▸ **Work instruction 1**
In the excerpt below about collecting glass starfish, shorten the paragraph that begins "It’s dangerous to leave glass objects" while keeping its main facts.
▸ **Work instruction 2**
Extend the piece about glass starfish below, picking up after its final sentence.

▸ **Document excerpt**
┌────────

Since Facebook Rooms are limited to 50 people, the author will limit this reading to 49 participants. If there are more who would like to join, the author can schedule another reading for more participants on another day/time.
For more information about The Places We Haunt, or to buy a copy, please click on the following link: The Places We Haunt.
It’s dangerous to leave glass objects on my desk when I’m working. Writing gets messy; I push notebooks and reference manuals around, sending knickknacks flying. (A plastic wind-up crab is severely cracked, and my Wallace and Gromit figures may never want to look at me again.) However, I make one exception for the glass starfish pieces I’ve begun to collect. I take extra care not to knock them over. Typically, I’m not one to collect objects or figurines of any kind, but lately I’ve been drawn to starfish. I look for them whenever I get a chance to walk along a pier or the shoreline of cities near the Puget Sound. Of course, I capture a photo, but the urge to hold something solid and colorful is strong, so I settle for sparkling glass representations.

└────────

▸ **Information given**
┌────────

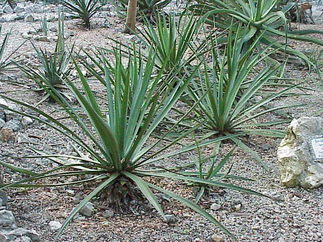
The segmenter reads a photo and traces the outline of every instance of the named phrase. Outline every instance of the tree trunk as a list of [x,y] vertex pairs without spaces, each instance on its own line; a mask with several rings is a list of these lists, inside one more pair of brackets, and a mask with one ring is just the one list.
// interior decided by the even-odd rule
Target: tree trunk
[[136,15],[137,0],[128,0],[125,33],[131,34],[136,32]]
[[7,2],[12,9],[14,9],[17,6],[17,4],[15,2],[15,0],[7,0]]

└────────

▸ **Exercise answer 1**
Glass objects are at risk on my desk while I write, because I shove notebooks and reference manuals around and knock knickknacks flying. A plastic wind-up crab is badly cracked, and my Wallace and Gromit figures have suffered too. The exception is my growing collection of glass starfish, which I take extra care not to upset. I don't usually collect anything, but lately starfish draw me, and I look for them on piers and shorelines near the Puget Sound. A photo isn't enough; I want something solid and colorful to hold, so I settle for sparkling glass versions.

▸ **Exercise answer 2**
Starfish, with their ability to regenerate their own limbs–and bring such joy in color and shape, are uniquely inspiring to me. Starfish remind me to create something new—and to count my blessings. This year in particular, I’m grateful for the following:
–Recently, I’ve enjoyed translating brochures and letters into Spanish for the Safe Crossings Foundation, an organization that supports Providence Hospital of Seattle’s Safe Crossings Program. When children lose loved ones, such as parents and siblings, they need resources to help them heal. Currently, those resources are in English, but I’ve been translating them into Spanish and have learned a lot about the grieving process in general.
–A promotion at my part-time gig as a writing tutor for an educational publishing company has led to new opportunities. I’m now training writing tutors and helping them effectively serve students.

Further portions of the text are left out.